_Document_
# # # # #

Here's a question I couldn't answer until I ran the experiment: if you ask Firefly to make a tiny elephant, does it work the same way as asking it to make a giant butterfly?
Turns out? Not even close. And the reason why taught me more about how Firefly thinks than almost any test I've run.
The Experiment
I generated 24 images across 6 prompt variations, all testing scale disruption - impossible size relationships rendered with photographic realism. Half the prompts went "small thing made big" (giant insects, enormous flowers). The other half went "big thing made small" (miniature elephants on coffee saucers).
Same model. Same session. Same scoring rubric. One direction scored a full point higher than the other.

Same session, same scoring rubric. The butterfly is unmistakably alive. The elephant is a gift shop figurine. That gap tells the whole story.
The Direction That Works: Small to Big
I started with a praying mantis the size of a building.

# # # # #

_Listing_
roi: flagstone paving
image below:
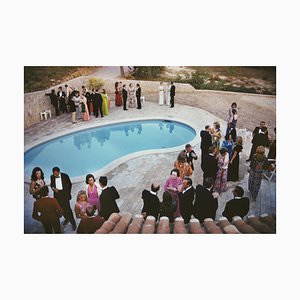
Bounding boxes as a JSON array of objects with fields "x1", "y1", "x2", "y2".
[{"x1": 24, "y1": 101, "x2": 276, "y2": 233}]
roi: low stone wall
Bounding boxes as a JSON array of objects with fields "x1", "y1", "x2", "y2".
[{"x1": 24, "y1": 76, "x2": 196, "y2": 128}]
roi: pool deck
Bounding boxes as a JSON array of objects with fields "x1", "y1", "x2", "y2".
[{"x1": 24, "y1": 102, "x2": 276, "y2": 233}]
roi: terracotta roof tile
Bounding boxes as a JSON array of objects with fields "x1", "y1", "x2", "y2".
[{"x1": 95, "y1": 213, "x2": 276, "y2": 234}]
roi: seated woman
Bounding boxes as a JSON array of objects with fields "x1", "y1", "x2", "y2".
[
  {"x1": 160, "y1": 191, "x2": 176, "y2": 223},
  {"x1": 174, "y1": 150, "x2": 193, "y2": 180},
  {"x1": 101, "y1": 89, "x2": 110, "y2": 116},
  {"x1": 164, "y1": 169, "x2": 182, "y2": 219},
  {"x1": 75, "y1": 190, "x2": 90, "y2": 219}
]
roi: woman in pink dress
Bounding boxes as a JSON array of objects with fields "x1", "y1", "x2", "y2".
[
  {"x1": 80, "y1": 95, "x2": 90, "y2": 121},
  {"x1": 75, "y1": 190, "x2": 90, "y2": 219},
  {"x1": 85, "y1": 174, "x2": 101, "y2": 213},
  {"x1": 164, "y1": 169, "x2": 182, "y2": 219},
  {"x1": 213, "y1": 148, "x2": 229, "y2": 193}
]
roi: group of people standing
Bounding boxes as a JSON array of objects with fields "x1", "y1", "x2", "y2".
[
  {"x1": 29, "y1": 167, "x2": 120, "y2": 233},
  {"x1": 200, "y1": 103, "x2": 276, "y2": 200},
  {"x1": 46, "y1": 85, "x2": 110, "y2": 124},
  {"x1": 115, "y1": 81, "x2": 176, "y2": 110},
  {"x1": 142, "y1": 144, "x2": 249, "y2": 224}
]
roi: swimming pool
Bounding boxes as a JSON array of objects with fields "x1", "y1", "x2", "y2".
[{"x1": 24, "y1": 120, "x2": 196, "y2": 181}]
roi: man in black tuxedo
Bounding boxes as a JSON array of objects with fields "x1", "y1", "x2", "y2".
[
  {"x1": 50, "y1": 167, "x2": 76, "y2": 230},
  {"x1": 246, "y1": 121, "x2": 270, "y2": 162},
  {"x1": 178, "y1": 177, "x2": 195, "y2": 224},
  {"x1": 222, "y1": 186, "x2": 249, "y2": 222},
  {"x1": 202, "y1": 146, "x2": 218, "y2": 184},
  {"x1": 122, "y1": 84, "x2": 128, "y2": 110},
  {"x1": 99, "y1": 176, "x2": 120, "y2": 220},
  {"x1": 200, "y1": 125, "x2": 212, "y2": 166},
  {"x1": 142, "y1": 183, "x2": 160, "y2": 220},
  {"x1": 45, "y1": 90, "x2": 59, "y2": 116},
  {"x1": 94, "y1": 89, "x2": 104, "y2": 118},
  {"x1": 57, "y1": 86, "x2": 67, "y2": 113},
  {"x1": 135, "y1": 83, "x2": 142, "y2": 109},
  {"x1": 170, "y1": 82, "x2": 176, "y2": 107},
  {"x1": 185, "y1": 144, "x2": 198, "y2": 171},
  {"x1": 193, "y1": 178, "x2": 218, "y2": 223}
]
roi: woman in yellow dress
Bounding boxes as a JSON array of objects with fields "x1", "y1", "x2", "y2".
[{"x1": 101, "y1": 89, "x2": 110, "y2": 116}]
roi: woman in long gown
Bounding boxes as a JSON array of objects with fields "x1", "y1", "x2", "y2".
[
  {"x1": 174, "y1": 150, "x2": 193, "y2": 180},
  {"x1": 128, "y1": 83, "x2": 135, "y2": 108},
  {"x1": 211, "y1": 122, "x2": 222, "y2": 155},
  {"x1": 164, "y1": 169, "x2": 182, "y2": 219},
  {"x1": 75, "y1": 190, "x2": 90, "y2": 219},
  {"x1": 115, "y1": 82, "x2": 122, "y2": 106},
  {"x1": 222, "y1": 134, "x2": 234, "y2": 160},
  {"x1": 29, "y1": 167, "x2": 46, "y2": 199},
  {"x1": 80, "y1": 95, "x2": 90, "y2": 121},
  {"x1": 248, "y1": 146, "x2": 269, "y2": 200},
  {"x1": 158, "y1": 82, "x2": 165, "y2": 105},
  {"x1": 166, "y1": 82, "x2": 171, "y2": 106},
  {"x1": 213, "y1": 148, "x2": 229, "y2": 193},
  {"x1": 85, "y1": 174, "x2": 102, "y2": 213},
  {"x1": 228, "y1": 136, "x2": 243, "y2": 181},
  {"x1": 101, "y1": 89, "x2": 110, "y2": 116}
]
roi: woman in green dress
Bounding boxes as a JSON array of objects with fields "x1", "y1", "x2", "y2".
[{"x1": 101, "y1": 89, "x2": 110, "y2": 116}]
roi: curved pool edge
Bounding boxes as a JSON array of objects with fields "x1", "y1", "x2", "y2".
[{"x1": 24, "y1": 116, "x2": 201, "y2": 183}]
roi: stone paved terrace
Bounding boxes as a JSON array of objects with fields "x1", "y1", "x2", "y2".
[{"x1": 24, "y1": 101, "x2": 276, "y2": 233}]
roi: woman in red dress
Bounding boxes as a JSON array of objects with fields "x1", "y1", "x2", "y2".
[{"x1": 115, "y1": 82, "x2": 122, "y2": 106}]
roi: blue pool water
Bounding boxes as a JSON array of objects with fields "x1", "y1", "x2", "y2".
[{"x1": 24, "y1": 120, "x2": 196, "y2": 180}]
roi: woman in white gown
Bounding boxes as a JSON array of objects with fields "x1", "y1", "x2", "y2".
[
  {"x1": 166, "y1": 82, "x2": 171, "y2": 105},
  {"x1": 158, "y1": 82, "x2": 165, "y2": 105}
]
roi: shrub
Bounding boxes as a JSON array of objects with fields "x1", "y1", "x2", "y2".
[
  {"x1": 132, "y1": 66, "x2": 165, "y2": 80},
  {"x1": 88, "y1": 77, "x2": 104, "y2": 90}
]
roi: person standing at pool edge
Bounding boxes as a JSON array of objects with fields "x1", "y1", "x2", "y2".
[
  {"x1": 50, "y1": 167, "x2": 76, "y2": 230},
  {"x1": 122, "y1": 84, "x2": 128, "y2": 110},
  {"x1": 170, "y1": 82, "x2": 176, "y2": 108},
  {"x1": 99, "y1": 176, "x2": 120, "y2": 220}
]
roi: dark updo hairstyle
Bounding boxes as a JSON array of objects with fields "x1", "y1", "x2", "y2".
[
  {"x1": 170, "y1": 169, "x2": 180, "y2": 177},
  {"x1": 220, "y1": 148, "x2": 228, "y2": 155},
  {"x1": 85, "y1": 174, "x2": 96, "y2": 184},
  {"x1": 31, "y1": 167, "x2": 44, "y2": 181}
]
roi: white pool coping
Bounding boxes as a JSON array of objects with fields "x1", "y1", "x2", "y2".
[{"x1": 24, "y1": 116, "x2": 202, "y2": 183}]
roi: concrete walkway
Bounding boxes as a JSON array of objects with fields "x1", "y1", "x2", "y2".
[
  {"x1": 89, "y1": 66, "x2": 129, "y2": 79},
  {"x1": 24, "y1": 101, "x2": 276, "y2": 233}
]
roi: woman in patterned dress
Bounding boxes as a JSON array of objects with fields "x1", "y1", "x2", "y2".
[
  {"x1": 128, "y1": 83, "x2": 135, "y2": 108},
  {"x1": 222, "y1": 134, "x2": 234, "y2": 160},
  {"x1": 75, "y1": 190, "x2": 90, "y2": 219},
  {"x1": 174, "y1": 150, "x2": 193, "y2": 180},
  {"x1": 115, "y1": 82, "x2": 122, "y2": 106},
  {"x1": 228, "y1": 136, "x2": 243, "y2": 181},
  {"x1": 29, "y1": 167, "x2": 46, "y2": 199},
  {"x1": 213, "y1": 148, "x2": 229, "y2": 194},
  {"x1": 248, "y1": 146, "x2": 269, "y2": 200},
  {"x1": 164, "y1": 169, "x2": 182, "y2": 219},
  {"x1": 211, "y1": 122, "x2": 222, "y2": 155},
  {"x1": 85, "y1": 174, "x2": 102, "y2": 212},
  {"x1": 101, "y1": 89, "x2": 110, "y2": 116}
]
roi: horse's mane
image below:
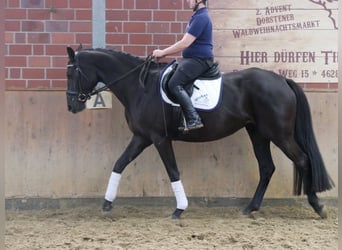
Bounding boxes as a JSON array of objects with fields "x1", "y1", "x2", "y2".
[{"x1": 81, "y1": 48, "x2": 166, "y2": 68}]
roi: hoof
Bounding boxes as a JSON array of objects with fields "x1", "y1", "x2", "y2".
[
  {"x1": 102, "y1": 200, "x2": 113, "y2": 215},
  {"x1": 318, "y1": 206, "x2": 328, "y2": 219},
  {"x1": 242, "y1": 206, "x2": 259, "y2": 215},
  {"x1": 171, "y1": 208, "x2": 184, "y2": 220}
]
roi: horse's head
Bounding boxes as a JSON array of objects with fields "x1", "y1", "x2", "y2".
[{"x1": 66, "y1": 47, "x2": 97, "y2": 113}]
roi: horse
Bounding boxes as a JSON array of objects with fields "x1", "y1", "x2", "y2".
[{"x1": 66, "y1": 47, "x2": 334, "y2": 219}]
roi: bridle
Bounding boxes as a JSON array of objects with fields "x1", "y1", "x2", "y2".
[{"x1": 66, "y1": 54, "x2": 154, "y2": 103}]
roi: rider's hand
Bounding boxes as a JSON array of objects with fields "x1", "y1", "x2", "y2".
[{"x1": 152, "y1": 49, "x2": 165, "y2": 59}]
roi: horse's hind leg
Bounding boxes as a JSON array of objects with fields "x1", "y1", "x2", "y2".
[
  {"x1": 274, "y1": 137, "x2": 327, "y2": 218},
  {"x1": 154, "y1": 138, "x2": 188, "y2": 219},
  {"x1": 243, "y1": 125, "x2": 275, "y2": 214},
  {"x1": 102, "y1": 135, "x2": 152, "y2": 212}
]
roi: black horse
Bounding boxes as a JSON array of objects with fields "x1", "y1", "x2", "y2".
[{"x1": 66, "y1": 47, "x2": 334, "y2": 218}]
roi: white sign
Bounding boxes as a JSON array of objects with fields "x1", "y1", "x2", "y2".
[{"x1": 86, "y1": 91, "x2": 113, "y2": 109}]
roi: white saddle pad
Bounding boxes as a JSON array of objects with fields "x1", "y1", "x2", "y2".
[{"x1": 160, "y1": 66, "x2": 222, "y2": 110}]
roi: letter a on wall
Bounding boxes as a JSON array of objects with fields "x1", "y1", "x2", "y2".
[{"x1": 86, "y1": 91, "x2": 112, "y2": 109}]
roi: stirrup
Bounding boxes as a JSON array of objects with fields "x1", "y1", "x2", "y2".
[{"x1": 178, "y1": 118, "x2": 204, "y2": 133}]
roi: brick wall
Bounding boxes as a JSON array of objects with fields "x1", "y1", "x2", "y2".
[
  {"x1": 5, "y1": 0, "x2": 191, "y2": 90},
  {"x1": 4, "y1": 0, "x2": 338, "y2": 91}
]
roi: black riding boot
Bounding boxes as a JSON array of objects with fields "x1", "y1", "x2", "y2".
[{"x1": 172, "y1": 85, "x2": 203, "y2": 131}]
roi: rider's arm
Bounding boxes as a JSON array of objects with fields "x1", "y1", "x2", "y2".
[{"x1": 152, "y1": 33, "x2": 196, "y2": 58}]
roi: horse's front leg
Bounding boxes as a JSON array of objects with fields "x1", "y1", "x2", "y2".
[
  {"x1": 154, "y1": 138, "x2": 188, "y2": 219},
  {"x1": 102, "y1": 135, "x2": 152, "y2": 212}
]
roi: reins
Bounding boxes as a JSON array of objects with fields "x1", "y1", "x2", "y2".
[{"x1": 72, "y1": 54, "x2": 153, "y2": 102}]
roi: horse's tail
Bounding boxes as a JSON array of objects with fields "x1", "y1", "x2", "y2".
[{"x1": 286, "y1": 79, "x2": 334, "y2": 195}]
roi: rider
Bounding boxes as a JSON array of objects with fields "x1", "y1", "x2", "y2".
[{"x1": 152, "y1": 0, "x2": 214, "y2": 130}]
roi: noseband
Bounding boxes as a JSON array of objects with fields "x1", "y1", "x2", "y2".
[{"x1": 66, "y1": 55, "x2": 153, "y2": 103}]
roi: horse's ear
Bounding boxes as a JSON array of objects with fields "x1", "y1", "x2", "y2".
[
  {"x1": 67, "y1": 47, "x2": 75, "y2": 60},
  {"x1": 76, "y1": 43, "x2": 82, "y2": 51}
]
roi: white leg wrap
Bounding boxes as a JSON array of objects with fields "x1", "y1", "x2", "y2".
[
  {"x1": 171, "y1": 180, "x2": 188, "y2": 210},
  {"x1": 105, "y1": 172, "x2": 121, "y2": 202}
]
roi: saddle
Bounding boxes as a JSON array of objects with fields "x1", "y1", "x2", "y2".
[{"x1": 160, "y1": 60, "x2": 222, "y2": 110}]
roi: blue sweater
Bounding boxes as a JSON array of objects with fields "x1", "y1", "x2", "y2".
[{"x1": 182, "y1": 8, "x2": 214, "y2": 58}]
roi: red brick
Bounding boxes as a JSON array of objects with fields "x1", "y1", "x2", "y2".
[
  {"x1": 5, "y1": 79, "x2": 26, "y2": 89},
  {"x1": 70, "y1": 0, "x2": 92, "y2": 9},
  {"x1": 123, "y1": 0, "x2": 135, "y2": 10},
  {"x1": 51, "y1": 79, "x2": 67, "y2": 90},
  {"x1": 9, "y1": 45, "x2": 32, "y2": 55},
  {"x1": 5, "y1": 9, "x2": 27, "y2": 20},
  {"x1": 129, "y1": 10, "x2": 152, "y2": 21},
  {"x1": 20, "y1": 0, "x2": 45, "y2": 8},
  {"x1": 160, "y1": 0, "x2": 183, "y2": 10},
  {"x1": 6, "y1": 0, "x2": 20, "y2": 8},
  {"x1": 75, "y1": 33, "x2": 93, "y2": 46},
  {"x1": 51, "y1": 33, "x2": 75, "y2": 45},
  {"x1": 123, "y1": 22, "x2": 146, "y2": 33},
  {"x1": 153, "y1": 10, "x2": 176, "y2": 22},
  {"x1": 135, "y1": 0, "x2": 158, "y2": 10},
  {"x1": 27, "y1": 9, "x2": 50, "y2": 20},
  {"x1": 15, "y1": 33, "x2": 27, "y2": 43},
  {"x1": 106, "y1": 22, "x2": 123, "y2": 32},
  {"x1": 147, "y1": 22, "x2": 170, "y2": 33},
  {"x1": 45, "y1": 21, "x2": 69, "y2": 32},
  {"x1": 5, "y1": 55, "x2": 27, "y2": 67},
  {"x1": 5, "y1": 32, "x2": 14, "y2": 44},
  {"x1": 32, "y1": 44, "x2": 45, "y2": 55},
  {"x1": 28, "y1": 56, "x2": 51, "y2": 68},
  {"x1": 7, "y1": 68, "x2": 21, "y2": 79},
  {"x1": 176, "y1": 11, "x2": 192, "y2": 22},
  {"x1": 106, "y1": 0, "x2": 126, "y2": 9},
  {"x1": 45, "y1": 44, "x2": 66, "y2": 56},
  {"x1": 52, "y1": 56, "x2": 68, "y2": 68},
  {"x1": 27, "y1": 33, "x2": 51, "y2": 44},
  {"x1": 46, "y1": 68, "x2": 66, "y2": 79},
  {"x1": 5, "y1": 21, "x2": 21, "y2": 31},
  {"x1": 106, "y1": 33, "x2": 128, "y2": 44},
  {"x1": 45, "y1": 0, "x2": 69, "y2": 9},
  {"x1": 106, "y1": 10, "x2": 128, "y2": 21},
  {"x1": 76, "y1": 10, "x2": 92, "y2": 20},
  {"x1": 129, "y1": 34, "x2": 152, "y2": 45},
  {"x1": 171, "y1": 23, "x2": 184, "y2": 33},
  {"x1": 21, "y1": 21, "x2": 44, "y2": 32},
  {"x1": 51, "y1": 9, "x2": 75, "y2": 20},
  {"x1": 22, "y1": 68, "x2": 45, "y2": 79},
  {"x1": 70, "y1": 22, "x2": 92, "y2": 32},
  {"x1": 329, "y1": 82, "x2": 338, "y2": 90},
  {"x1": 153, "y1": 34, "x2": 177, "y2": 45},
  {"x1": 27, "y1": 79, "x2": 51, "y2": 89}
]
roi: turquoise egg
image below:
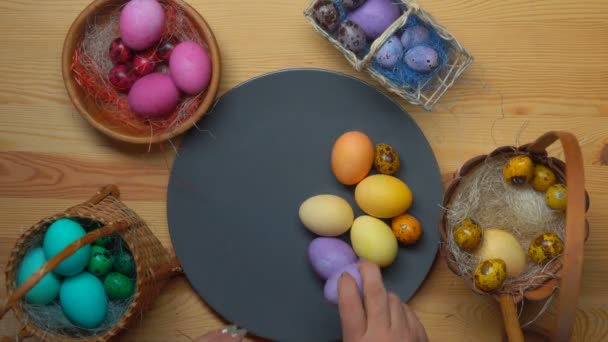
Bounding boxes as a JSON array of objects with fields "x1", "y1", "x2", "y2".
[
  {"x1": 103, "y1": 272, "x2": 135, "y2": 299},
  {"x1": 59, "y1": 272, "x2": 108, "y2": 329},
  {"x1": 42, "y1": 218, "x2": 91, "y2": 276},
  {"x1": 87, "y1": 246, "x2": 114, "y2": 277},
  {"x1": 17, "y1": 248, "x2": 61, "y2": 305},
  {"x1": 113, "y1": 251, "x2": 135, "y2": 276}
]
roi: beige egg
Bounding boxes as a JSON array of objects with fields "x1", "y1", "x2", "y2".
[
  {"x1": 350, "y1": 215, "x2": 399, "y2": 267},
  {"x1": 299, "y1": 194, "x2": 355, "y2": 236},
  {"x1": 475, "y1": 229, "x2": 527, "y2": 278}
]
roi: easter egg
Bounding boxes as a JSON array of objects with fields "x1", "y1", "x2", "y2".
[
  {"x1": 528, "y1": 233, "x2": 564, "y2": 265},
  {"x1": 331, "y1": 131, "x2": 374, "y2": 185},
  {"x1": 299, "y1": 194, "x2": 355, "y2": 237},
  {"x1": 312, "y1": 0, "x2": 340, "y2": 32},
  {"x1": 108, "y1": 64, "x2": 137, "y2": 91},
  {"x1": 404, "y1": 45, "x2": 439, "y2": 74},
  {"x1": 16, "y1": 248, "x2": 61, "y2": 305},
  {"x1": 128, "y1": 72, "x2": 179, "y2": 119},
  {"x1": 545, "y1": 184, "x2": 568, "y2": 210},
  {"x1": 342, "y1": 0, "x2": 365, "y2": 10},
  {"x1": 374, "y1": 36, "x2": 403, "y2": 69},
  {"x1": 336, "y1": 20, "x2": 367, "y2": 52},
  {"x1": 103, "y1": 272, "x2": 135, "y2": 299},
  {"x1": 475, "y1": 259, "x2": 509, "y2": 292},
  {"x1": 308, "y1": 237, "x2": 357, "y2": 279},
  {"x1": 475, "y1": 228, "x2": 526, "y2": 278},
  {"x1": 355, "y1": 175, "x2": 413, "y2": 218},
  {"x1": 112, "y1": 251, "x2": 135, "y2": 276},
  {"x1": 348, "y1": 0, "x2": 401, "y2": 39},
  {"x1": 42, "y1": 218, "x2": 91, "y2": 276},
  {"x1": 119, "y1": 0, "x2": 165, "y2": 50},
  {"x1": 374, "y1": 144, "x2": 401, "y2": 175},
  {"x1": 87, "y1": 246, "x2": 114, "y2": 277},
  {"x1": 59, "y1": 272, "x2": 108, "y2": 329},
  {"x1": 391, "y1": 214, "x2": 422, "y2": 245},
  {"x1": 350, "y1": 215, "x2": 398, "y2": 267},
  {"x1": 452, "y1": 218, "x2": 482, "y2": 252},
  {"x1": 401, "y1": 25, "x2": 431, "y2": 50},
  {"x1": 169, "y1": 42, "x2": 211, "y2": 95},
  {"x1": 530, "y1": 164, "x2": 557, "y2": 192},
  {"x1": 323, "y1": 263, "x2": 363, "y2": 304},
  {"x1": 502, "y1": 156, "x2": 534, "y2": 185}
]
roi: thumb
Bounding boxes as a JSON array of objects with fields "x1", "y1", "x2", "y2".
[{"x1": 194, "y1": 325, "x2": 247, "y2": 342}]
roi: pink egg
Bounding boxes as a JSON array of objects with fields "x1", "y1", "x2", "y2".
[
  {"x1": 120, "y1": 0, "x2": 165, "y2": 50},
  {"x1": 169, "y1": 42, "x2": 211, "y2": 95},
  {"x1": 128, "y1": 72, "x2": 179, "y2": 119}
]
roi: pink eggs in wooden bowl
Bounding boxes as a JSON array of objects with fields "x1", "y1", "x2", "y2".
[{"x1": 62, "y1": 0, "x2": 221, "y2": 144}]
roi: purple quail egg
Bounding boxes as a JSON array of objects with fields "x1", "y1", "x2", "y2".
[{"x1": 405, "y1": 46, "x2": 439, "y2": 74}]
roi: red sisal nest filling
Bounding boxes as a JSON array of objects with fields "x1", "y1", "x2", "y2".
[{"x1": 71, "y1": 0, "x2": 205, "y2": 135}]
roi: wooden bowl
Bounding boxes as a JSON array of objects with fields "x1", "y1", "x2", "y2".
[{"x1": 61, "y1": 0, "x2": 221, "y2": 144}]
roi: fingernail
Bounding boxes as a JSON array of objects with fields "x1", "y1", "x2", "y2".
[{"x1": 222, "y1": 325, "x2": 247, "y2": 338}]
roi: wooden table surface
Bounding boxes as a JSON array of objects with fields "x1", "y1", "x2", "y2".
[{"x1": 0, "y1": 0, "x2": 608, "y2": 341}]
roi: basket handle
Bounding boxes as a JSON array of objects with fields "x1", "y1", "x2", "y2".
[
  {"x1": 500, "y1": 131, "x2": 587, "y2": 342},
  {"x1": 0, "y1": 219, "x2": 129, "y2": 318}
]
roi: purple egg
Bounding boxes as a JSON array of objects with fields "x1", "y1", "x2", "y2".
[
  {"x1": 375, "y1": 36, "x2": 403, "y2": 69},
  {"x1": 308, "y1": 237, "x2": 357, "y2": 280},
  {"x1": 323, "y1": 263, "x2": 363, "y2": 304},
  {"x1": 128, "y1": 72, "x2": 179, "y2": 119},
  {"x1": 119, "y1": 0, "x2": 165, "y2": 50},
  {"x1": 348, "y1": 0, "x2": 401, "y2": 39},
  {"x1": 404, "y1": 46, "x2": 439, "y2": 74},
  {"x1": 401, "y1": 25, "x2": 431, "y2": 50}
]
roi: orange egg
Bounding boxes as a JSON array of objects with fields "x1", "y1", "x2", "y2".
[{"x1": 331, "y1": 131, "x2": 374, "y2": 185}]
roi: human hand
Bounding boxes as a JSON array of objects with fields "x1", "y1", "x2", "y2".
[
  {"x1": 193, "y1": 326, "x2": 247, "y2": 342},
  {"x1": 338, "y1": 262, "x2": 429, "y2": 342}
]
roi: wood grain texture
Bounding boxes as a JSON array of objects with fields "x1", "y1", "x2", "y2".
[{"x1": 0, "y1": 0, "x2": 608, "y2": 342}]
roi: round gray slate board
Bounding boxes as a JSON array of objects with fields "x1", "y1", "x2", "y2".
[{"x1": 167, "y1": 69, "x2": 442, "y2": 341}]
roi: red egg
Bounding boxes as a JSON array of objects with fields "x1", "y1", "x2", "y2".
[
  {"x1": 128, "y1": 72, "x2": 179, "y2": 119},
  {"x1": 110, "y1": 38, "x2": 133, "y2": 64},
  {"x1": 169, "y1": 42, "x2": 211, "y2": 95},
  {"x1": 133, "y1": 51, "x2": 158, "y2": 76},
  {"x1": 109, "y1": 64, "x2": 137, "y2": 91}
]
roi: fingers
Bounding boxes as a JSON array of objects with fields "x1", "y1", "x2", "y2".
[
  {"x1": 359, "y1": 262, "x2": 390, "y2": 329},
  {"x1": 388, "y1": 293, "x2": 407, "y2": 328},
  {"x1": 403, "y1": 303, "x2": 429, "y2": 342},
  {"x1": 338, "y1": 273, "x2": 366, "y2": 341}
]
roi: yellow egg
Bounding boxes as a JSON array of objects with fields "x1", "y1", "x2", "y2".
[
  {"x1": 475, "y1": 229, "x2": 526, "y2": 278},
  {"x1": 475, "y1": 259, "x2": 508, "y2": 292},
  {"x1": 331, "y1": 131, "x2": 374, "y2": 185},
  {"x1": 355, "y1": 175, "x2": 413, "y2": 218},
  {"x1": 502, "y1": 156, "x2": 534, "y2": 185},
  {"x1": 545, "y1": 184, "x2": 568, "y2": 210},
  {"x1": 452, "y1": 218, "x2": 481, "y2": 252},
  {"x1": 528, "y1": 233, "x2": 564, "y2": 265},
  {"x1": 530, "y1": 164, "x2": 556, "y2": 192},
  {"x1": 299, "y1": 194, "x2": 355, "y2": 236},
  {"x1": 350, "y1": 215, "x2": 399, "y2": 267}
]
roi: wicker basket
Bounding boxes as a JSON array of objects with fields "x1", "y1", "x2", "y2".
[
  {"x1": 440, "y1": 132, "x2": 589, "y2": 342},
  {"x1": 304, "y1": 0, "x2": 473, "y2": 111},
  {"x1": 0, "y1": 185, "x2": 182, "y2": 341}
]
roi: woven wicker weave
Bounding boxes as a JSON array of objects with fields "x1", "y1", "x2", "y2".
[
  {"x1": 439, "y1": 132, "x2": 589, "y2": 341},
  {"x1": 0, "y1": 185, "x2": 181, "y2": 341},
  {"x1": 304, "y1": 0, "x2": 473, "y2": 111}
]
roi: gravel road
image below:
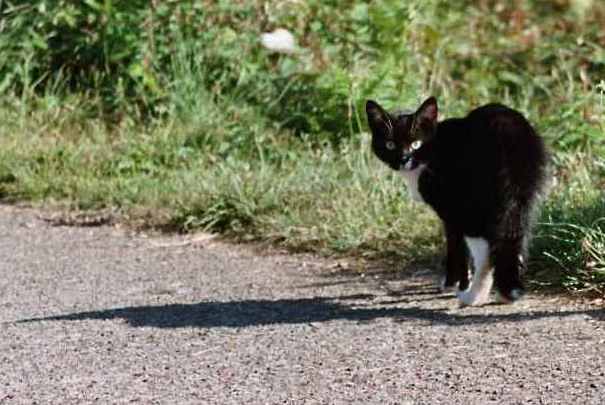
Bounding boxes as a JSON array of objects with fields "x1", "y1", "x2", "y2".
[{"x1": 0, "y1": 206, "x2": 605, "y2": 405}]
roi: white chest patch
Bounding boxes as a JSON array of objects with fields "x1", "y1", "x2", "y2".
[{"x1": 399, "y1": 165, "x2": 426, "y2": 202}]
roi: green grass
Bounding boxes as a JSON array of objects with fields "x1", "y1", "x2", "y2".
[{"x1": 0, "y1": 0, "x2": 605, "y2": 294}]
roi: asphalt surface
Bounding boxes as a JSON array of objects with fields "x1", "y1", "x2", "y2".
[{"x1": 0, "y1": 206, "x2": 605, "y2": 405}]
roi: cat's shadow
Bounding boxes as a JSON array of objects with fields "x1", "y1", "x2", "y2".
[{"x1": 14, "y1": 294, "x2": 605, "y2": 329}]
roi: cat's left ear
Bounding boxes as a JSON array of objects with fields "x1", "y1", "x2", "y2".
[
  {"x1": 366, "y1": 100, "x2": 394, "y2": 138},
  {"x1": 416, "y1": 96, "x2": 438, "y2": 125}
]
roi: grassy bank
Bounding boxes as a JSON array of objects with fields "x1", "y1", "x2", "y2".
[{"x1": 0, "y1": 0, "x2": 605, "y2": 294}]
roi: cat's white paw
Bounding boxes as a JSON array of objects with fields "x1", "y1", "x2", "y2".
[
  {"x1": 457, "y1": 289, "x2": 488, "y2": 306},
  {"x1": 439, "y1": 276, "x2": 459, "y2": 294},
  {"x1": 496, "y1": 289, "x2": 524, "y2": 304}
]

# # # # #

_Task objective_
How many images does the Firefly post say were generated for the scale experiment?

_Correct result_
24 images, across 6 prompt variations.